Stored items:

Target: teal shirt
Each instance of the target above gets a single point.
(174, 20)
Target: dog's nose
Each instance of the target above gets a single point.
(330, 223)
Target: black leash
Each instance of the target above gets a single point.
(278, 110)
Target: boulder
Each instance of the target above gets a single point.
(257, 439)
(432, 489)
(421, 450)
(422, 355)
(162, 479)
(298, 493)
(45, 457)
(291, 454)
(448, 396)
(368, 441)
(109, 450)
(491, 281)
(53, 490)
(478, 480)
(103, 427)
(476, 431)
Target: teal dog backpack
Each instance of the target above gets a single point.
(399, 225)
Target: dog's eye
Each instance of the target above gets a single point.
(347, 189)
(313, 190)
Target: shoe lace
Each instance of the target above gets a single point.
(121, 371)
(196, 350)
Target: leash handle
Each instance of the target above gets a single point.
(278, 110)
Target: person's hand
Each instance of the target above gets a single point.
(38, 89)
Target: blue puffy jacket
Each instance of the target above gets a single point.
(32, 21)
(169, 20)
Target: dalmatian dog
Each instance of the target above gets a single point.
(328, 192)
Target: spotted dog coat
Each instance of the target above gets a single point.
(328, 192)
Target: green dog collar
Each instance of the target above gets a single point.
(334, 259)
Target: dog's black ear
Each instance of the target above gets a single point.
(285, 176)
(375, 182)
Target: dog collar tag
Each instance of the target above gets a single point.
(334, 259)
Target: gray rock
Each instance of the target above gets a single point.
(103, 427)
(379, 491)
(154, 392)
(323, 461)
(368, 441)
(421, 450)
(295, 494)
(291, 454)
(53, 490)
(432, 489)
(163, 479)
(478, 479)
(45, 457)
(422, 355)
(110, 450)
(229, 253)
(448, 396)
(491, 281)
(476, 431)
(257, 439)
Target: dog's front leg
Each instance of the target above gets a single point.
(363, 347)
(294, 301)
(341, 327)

*DESCRIPTION OF THE TASK*
After counting the lines of the records above that hold the word "leash", give the total and nothing else.

*TASK OUTPUT*
2